→ **LESETEXT**:
# # # # # # #

Wir haben in Pfuhl im Jahr 2015 bei den „Drei Taubenschlägen“ genau diese Erfahrung gemacht, dass eine konkrete Betrachtung des Projekts, also des Pflegeheims in Pfuhl mit seinen vollstationären Pflegeplätzen, letztlich sowohl  vom Bezirk Schwaben als überörtlicher Sozialhilfeträger als auch vom Landkreis abgelehnt wurden u.a. deshalb weil von den 1.370 Heimpflegeplätzen im Kreis nur 1.247 Plätze (92%) zum 30.9.2015 tatsächlich belegt waren und weitere stationäre Plätze in anderen Kreisgemeinden vor der Betriebsaufnahme standen.

Hier ist der Landkreis Neu-Ulm dringend aufgefordert, seine Altenhilfeplanung und sein seniorenpolitisches Gesamtkonzept 2010 zügig auf den aktuellen Stand zu bringen, da wir nicht nur in Gerlenhofen sondern auch in Neu-Ulm konkret wissen müssen, wie es der Landkreis z.B. mit stationären Plätzen künftig halten will.

Wir werden als kreisangehörige Stadt nicht den „Job“ des Landkreises in der Altenhilfeplanung übernehmen!

# # # # # # #

→ **DATENSÄTZE**:

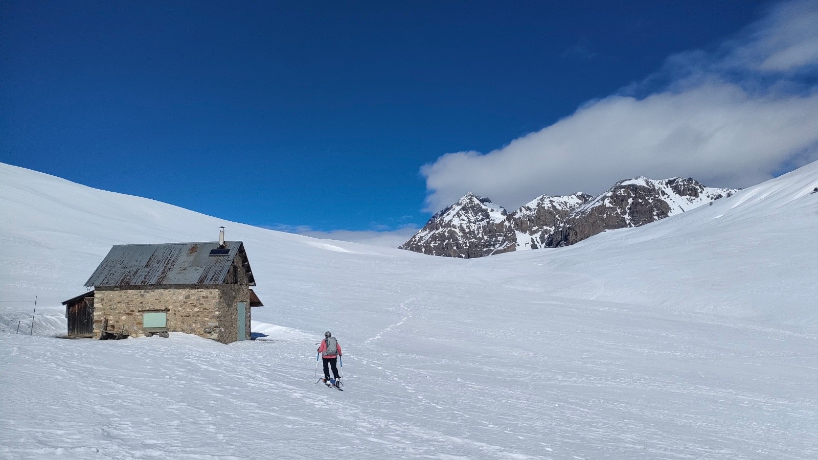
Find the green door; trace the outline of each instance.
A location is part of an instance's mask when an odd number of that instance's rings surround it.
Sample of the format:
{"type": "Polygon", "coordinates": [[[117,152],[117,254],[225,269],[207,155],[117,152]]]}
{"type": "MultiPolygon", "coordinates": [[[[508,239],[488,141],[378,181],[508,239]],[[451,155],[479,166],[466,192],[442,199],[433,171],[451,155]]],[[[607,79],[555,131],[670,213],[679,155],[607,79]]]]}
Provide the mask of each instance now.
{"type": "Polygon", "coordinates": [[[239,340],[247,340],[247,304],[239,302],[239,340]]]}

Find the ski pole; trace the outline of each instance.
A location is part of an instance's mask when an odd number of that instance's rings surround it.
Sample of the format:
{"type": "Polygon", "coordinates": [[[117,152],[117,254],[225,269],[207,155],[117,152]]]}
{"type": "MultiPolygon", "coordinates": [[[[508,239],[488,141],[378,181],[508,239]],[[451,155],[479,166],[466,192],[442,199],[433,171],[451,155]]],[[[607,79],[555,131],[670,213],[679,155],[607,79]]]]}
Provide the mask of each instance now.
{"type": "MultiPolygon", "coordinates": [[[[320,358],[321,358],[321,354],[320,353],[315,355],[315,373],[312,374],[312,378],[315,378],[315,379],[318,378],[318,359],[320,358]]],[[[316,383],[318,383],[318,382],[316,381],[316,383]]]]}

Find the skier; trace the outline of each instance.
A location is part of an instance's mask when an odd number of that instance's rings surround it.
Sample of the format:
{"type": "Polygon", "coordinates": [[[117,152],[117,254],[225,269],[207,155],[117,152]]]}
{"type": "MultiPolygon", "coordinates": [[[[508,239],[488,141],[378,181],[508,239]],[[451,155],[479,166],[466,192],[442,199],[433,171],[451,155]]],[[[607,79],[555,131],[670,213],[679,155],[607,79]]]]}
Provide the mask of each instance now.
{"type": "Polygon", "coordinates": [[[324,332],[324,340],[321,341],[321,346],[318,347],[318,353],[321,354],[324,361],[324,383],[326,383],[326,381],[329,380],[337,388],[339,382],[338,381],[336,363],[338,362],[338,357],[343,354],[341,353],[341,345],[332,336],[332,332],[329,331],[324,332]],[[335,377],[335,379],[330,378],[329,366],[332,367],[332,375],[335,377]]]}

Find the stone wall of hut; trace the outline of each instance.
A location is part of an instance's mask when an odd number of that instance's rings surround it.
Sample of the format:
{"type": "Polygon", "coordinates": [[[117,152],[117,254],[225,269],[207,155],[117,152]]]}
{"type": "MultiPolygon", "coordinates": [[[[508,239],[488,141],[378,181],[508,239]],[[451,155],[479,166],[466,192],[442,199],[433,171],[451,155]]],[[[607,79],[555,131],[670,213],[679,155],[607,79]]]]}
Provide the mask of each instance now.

# # # # # # #

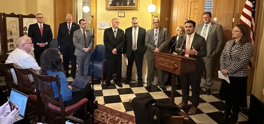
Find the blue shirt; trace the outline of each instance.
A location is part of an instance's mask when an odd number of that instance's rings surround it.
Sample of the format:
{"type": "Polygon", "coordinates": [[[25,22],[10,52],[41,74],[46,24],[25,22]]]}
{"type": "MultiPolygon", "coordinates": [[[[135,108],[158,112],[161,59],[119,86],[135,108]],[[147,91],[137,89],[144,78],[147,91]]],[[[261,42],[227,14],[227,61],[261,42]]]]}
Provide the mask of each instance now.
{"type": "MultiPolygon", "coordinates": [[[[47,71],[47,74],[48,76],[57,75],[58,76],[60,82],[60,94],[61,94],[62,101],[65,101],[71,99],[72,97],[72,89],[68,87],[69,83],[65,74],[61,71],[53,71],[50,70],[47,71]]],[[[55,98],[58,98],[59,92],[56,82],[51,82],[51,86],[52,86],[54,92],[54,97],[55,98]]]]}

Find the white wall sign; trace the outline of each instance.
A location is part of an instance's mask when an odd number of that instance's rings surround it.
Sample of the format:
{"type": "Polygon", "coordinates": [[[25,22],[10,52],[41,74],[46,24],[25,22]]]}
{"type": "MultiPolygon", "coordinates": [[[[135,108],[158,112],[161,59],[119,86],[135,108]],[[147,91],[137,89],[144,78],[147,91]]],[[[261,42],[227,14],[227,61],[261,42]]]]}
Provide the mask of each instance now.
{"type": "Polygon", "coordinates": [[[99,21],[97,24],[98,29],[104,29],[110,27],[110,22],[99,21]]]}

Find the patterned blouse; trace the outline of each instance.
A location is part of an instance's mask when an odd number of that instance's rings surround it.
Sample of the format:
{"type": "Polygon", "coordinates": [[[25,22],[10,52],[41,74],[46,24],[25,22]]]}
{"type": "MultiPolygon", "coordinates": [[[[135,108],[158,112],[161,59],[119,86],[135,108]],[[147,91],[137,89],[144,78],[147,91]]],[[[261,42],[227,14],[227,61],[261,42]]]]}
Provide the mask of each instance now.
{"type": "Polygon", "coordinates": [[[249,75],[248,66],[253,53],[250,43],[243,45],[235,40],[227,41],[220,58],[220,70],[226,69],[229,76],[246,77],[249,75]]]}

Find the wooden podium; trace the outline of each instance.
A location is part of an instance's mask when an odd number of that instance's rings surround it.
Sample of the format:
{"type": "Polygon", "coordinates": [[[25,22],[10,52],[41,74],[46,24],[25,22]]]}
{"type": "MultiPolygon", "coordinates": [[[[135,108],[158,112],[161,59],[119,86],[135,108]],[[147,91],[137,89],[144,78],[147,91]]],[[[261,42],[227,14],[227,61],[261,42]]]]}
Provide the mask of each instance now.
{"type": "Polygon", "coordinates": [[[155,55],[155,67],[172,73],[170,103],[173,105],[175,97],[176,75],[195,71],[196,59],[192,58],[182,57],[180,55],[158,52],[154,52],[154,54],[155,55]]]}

# # # # # # #

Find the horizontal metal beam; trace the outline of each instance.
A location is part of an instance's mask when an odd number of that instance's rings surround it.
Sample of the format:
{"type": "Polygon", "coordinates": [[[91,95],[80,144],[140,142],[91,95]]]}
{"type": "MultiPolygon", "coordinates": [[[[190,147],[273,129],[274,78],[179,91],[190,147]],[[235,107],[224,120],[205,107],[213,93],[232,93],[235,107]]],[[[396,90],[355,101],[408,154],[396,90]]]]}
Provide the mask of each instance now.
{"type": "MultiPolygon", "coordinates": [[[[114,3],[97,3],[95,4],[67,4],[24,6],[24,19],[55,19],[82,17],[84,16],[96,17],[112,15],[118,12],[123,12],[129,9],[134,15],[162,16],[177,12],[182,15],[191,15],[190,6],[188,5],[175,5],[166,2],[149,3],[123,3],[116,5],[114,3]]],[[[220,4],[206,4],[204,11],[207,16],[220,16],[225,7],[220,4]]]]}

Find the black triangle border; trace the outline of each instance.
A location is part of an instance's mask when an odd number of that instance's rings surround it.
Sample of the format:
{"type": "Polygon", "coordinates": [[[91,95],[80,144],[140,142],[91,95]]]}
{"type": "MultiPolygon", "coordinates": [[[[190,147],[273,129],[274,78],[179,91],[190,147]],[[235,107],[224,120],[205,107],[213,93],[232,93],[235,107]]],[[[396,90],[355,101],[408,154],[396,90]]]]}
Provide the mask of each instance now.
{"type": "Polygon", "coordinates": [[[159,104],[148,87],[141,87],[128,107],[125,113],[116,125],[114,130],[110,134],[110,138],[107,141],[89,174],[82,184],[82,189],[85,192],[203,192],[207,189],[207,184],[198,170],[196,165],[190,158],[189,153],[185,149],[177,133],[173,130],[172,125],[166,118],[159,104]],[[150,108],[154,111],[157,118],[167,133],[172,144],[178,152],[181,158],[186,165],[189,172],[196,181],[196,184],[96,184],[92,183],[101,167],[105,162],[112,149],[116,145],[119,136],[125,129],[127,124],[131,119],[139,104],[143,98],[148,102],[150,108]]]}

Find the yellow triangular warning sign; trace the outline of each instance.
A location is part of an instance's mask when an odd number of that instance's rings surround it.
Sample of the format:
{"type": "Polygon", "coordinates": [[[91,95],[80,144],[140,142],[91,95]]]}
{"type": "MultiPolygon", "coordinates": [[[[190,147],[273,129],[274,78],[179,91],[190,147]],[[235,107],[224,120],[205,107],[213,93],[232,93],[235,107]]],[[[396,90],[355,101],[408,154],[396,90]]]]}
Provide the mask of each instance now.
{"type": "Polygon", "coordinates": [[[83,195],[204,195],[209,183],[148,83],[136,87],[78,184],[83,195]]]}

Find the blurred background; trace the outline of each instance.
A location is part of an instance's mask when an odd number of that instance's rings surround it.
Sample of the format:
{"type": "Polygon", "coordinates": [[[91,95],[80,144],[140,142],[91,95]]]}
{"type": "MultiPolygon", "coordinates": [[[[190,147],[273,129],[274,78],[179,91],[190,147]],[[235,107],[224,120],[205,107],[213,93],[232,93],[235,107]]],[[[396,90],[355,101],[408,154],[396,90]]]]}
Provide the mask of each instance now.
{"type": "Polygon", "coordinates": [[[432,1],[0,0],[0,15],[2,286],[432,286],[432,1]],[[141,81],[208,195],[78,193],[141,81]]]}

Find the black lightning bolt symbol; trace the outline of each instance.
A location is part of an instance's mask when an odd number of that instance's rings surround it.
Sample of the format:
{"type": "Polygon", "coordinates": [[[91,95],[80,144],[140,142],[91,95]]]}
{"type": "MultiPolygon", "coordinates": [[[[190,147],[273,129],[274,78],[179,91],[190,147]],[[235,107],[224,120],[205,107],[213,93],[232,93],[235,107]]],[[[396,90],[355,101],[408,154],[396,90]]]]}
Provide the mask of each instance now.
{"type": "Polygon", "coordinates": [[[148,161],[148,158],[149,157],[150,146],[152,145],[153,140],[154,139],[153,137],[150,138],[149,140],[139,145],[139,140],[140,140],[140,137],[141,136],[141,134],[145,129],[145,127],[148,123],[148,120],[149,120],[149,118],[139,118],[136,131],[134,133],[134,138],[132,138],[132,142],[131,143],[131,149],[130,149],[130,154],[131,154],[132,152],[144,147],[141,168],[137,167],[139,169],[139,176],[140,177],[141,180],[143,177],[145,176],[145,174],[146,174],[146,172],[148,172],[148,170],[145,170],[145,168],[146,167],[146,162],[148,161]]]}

# # # # # # #

→ **DIE AUFGABE**: Wie lautet der Text zur Altenhilfeplanung von „Hier ist der“ bis „der Altenhilfeplanung übernehmen!“, wenn „Gerlenhofen“ in „Pfuhl“ umbenannt wird?

→ **LÖSUNG**:
Hier ist der Landkreis Neu-Ulm dringend aufgefordert, seine Altenhilfeplanung und sein seniorenpolitisches Gesamtkonzept 2010 zügig auf den aktuellen Stand zu bringen, da wir nicht nur in Pfuhl sondern auch in Neu-Ulm konkret wissen müssen, wie es der Landkreis z.B. mit stationären Plätzen künftig halten will.

Wir werden als kreisangehörige Stadt nicht den „Job“ des Landkreises in der Altenhilfeplanung übernehmen!